start

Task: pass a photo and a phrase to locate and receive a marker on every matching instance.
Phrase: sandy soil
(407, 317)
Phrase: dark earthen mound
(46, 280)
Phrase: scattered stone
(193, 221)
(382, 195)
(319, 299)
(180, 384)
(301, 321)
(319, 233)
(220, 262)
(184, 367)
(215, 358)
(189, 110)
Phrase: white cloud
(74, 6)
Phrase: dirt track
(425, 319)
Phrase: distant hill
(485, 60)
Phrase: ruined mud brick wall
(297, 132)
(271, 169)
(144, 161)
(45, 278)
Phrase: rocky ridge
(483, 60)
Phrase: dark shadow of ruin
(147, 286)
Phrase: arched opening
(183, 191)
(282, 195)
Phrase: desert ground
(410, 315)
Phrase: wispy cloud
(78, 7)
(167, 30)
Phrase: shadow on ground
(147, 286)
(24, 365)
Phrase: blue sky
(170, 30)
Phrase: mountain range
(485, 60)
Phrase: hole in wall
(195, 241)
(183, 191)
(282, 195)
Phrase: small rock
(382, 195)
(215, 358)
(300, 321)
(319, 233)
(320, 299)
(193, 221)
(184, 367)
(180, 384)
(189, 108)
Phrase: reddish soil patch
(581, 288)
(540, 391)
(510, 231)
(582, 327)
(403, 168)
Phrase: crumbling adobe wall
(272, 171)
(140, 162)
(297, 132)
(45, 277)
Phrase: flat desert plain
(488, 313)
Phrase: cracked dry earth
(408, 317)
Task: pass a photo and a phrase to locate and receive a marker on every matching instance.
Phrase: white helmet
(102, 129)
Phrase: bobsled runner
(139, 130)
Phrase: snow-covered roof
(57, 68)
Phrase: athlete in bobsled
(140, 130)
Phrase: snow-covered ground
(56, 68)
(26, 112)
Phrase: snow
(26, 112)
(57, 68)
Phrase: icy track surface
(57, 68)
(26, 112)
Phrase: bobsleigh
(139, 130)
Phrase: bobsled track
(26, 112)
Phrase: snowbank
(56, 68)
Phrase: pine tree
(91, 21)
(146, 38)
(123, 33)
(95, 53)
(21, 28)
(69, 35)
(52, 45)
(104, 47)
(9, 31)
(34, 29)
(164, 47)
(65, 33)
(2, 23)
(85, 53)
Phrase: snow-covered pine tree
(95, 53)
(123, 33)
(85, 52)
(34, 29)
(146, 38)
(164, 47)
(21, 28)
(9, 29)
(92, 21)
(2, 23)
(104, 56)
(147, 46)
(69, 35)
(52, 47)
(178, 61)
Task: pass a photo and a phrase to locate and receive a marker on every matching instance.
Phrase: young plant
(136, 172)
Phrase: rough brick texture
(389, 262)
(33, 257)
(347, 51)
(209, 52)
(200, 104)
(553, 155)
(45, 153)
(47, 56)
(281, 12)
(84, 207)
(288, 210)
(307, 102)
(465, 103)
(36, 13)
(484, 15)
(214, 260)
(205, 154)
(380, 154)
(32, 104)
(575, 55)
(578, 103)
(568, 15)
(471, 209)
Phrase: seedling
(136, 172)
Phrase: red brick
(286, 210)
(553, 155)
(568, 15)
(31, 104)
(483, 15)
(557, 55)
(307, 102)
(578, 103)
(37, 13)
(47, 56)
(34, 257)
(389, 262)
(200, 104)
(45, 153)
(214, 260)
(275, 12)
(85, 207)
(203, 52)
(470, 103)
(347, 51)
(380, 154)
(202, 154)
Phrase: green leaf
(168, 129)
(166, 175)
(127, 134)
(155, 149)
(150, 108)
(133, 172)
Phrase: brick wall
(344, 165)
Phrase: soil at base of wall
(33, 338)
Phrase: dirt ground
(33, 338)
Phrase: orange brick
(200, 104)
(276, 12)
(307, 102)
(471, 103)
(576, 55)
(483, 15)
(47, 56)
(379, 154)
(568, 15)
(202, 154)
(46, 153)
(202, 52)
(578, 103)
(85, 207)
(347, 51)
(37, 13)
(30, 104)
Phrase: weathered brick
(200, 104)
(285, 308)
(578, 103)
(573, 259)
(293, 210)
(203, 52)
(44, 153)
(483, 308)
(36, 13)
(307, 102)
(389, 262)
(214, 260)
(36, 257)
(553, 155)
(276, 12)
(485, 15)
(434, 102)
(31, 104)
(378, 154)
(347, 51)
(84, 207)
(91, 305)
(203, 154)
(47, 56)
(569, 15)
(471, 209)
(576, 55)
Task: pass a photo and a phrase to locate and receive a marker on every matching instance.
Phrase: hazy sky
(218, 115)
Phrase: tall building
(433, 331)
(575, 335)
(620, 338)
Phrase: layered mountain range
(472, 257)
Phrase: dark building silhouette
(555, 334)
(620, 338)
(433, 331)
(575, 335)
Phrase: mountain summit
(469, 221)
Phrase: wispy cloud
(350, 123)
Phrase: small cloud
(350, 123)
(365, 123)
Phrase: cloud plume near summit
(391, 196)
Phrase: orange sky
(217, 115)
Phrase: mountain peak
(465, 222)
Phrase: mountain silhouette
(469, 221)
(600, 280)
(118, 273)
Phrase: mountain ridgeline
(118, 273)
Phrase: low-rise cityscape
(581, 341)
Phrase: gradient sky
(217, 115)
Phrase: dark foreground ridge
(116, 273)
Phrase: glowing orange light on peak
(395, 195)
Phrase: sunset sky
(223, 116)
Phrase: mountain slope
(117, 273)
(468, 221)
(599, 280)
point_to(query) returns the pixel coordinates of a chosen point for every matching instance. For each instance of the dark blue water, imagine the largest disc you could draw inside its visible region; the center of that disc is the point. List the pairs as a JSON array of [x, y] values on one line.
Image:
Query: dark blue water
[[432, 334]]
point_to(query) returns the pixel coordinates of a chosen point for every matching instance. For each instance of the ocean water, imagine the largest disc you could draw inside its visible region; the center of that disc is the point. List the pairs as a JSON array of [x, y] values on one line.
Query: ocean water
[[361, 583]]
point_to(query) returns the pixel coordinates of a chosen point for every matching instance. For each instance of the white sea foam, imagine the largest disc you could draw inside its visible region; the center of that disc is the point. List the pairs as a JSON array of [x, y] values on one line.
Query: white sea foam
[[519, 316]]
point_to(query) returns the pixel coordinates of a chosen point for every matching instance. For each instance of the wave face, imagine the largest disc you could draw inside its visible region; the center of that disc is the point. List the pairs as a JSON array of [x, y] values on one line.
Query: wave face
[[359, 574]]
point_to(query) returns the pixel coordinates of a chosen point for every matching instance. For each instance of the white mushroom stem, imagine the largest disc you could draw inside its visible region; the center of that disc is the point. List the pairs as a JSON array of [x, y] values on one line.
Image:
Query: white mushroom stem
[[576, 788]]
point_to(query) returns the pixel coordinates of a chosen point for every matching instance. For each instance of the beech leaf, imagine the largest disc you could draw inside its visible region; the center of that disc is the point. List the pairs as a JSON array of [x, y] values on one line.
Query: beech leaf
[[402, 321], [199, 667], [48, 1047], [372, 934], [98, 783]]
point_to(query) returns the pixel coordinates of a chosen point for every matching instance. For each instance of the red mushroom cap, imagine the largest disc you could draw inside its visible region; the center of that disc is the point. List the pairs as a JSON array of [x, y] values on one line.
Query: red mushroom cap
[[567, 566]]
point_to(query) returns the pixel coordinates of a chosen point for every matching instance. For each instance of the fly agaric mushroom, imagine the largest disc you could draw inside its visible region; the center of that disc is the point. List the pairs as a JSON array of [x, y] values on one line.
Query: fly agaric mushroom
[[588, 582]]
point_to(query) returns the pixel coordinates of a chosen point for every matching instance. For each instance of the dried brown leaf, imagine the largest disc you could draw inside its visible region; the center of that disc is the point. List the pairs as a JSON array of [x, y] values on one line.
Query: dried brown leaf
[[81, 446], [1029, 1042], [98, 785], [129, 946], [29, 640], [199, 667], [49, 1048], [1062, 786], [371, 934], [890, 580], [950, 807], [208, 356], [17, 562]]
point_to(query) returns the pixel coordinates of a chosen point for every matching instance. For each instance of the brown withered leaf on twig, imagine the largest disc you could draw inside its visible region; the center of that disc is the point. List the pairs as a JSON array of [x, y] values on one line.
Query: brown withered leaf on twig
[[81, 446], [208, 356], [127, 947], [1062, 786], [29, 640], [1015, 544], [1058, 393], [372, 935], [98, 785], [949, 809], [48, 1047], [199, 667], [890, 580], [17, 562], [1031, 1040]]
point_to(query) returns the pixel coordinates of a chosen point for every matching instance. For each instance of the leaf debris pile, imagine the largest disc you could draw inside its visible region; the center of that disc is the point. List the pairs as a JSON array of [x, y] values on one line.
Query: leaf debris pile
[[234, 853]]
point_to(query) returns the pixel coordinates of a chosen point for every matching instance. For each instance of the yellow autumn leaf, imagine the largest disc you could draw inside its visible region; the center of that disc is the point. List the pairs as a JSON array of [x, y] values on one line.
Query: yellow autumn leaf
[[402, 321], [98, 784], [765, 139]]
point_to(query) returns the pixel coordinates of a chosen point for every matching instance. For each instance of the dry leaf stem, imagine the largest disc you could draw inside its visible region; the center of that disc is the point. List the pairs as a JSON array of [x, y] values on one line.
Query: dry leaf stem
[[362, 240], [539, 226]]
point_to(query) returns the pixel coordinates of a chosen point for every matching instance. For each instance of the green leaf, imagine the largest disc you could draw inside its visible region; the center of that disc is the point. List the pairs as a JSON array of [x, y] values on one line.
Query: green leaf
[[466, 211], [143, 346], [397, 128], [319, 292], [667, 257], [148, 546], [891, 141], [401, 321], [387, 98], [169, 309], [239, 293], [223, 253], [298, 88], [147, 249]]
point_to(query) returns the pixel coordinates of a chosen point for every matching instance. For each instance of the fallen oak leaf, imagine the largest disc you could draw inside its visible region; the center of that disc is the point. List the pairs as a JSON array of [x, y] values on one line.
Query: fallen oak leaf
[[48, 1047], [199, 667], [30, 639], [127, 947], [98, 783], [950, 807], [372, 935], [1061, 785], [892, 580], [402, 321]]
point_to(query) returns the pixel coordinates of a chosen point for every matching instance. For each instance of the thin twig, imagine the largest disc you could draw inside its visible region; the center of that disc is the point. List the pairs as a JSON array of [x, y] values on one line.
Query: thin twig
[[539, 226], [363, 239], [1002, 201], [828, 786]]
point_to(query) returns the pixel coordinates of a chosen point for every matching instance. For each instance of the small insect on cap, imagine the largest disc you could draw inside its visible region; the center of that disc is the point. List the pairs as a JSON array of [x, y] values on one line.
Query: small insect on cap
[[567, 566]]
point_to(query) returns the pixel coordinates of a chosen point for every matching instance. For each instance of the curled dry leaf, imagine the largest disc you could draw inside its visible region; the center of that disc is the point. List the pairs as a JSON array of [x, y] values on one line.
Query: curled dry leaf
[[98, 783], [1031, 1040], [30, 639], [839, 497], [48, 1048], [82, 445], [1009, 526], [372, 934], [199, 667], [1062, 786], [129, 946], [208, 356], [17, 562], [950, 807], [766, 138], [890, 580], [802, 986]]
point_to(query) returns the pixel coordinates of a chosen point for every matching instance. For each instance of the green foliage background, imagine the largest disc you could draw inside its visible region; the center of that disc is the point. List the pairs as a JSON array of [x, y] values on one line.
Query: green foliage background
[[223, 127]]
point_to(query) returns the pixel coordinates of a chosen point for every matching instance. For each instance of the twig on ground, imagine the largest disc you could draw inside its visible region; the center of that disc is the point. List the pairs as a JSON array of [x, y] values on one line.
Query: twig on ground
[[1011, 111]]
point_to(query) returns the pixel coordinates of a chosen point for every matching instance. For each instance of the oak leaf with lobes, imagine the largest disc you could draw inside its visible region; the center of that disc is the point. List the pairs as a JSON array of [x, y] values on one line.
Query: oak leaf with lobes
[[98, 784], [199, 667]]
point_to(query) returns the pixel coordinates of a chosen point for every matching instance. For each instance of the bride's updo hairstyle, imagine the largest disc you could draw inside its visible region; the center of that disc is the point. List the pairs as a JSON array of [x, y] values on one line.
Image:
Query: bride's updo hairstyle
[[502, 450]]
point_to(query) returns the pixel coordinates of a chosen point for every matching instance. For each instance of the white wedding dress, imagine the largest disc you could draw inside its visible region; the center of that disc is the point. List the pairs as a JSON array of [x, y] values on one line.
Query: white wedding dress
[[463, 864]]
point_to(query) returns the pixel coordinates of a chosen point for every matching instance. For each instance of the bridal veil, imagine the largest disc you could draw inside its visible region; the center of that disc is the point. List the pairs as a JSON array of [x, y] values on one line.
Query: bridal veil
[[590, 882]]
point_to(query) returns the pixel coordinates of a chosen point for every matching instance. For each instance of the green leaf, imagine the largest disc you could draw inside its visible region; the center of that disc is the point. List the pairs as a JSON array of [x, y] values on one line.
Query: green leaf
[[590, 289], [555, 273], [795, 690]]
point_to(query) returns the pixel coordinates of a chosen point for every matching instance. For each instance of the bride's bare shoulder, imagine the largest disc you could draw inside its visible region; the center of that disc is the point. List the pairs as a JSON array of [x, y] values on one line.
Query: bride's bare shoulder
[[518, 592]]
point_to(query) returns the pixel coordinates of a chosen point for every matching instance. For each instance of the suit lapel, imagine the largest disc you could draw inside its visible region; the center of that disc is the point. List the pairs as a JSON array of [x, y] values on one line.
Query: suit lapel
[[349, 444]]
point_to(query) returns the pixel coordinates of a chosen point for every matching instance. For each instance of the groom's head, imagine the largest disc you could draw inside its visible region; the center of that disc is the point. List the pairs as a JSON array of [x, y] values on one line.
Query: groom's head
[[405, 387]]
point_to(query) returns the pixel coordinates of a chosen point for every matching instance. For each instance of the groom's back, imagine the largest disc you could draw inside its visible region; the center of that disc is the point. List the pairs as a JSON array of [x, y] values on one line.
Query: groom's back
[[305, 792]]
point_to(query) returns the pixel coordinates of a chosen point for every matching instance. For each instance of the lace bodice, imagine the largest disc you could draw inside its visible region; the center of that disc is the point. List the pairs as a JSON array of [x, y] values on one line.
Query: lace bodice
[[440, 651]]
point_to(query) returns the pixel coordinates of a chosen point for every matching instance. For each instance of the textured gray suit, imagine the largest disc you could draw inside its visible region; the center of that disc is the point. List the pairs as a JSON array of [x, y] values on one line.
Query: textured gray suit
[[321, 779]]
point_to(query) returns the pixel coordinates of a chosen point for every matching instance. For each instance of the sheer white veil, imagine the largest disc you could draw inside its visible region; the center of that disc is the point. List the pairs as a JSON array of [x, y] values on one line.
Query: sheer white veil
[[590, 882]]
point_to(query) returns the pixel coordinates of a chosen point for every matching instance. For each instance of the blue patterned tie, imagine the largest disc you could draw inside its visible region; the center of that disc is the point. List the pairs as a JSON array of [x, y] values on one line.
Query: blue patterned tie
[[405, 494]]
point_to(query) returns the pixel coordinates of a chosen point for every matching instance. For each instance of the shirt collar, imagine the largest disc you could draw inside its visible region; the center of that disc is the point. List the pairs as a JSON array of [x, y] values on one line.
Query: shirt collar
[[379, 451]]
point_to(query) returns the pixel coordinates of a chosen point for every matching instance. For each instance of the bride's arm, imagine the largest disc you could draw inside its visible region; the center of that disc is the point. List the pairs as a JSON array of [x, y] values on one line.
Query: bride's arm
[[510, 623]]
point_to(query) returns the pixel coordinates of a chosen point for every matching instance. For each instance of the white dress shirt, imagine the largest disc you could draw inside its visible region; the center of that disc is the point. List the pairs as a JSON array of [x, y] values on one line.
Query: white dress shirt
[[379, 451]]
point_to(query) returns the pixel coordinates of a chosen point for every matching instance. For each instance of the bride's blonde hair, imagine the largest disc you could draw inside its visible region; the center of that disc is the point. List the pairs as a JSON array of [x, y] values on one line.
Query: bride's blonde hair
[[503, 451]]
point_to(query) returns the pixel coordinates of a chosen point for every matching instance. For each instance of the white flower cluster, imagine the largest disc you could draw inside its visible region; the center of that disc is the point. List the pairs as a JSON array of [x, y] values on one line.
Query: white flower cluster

end

PROBLEM DETAILS: Produce an exact copy of the lines from the one containing "the bride's blonde" through the last line, and of nothing else.

COMPLETE RESPONSE:
point_to(query) returns the pixel coordinates of a chosen point for every matching instance. For each instance of the bride's blonde hair, imagine the largest disc you could draw inside its visible region; the center of that disc is the point. List the pairs as a JSON array of [x, y] values on one line.
Query: bride's blonde hair
[[503, 451]]
point_to(query) returns the pixel coordinates of a chosen point for every matching instance. For each instance of the white flower cluster, imagine the largest disc you could draw inside its visible region; the center of that disc is the point. List the pairs as a JSON array of [x, y] values on one line.
Query: white flower cluster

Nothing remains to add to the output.